*Aim*:
Show every line of the rows below that contains the word "bride", copying each line in full. Case counts.

*Extracted information*:
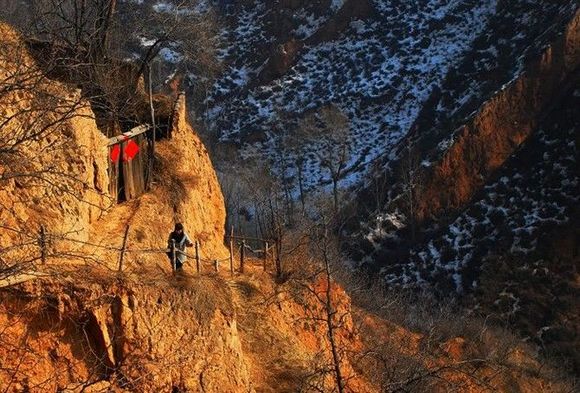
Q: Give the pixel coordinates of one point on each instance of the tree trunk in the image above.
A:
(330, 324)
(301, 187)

* * *

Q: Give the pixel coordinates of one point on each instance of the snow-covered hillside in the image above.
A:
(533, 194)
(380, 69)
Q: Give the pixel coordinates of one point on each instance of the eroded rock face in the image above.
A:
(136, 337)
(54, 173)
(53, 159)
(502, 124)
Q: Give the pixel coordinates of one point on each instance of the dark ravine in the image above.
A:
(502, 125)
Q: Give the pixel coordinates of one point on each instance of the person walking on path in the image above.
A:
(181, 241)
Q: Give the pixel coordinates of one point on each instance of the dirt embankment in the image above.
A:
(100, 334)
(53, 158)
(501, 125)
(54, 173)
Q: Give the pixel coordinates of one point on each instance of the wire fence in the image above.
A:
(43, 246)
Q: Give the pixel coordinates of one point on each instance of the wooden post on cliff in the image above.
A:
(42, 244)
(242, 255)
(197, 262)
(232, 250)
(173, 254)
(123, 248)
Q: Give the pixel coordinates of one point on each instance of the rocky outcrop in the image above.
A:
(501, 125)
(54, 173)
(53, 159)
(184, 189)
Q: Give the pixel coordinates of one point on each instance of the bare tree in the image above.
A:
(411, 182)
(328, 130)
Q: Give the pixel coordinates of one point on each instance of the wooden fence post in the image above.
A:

...

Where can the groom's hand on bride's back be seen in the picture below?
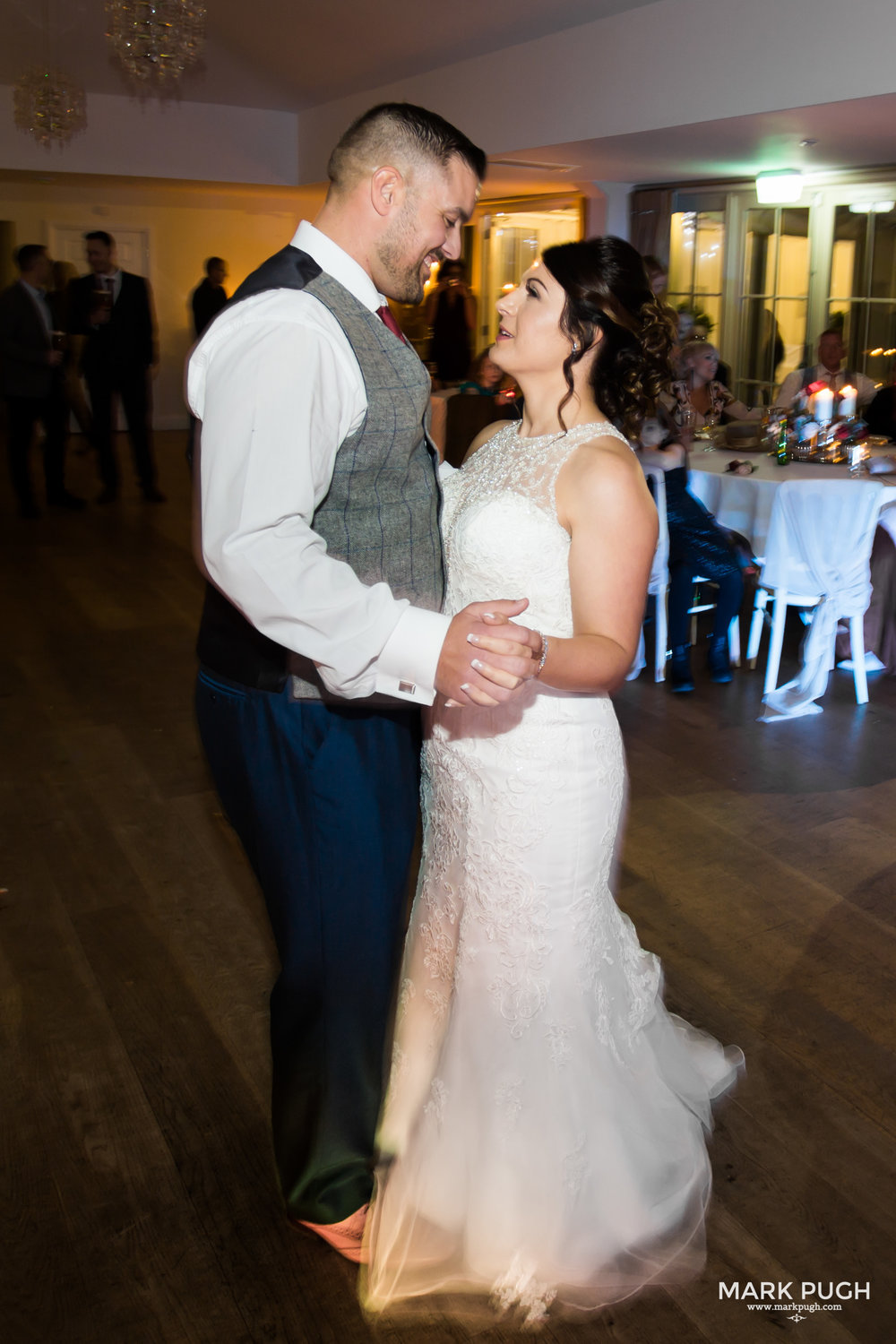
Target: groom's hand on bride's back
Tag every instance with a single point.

*Final result*:
Where can the groom's hand on bride's back be seen in the picture below?
Target: groom's hand on bride's back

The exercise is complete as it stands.